━━ Passage shown ━━
Parnell (2000:16) further cautions that there exists a wide gap between ‘the predominately green agendas of many official agencies and the agendas of community groups, who do not necessarily use the language of environment (green or brown), even when they are mobilising around questions of water, waste and pollution’. For many poor, day-to-day survival is a priority – this difference in priorities has been dubbed the ‘issue of class and power in the articulation of environmental conflicts’ (Blowers 1997, cited in Dastidar 2007:2). Conversely, the impacts of human actions on ecosystems are often slow to become apparent and hence ecosystems are managed in ways that benefit the short-term, while long-term costs go unnoticed or are ignored (Greenfacts 2005:5). This combination of time lag and absence of strategic thinking can transfer the costs of current changes to future generations.

Urban development in many coastal regions has led to increased shoreline modification and destruction and degradation of terrestrial and aquatic habitats (Grimm et al. 2008:265). With more than one-quarter of the population in Eastern and North Africa living within 100 kilometres of the coast and most cities concentrated along the coastline, the vulnerability to climate change disaster from sea level rise, tidal waves and storm surges will increase (Vordzorgbe 2007:1). Snoussi and Aoul (2000:1033) indicate that the development of industrial and tourism activities specifically in the Northwest African region has generally been highly concentrated in the coastal zone. The impacts on livelihoods are likely to be more significant to population with high resource-dependency, and people in more environmentally and socially marginalised areas (Barnett and Adger 2007:643). Coastal zones also attract a high proportion of migrants searching for employment opportunities in coastal cities, but many are without homes and proper sanitation, and such large-scale movements of people may increase the risk of conflict in host communities (Barnett and Adger 2007:643).

Many of the world’s coasts have become committed to development, where economics strongly influence how trade-offs in coastal development are rationalised and decisions are made over resources, and where there are important preferences in allocating funds, resources and lands (International Union for Conservation of Nature 2007:2). In most developing countries, the authority and the responsibility to manage such resources are not vested in local institutions but in distant governmental agencies and powerful private interests, which results in ‘winners’ and ‘losers’ in allocation and use of resources (Olsen and Christie 2000:9). According to Martinez et al. (2007:267), in general, countries with high population densities on the coast had the lowest coastal ecosystem service product values (‘highly degraded’) because of intense exploitation of coastal resources.
━━━
◆ **Task description**
Return everything from "Parnell (2000:16) further" down to "to future generations." in the passage on coastal development, copied word for word.
━━ Material provided ━━
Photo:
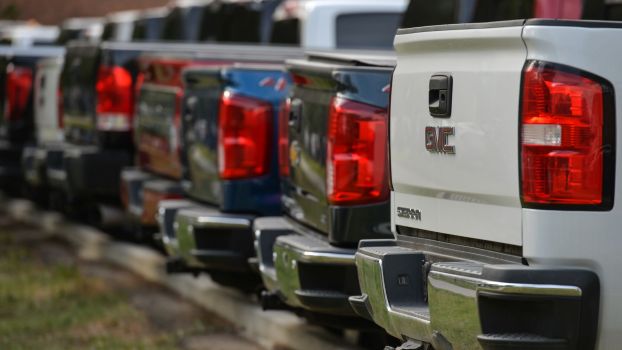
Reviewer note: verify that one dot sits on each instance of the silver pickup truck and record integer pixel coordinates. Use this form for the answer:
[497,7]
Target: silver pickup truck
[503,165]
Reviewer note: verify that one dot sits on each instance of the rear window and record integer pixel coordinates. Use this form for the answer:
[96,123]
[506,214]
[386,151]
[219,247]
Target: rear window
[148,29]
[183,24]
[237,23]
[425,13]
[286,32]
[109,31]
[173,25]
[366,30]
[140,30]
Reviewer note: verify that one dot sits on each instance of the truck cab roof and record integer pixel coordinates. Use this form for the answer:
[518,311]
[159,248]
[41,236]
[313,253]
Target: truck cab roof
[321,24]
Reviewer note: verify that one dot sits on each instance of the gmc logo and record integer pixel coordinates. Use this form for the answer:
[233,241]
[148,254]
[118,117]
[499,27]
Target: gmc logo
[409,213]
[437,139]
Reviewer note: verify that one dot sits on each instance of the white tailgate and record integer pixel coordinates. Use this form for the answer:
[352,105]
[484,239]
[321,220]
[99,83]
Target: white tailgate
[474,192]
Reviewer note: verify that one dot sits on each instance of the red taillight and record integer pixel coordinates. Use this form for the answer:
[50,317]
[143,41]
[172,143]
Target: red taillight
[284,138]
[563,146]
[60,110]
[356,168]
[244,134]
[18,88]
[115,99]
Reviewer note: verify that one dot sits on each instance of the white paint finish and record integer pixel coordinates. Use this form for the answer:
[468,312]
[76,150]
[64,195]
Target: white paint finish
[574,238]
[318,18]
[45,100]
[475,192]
━━━
━━ Material provided ━━
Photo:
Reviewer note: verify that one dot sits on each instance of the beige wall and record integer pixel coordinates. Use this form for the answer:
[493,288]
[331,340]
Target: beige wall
━━━
━━ Material provided ━━
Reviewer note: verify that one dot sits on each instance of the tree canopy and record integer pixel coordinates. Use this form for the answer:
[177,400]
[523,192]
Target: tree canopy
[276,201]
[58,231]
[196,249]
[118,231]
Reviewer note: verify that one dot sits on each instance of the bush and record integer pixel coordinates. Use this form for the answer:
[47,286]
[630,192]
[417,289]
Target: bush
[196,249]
━━━
◆ **Output**
Parnell (2000:16) further cautions that there exists a wide gap between ‘the predominately green agendas of many official agencies and the agendas of community groups, who do not necessarily use the language of environment (green or brown), even when they are mobilising around questions of water, waste and pollution’. For many poor, day-to-day survival is a priority – this difference in priorities has been dubbed the ‘issue of class and power in the articulation of environmental conflicts’ (Blowers 1997, cited in Dastidar 2007:2). Conversely, the impacts of human actions on ecosystems are often slow to become apparent and hence ecosystems are managed in ways that benefit the short-term, while long-term costs go unnoticed or are ignored (Greenfacts 2005:5). This combination of time lag and absence of strategic thinking can transfer the costs of current changes to future generations.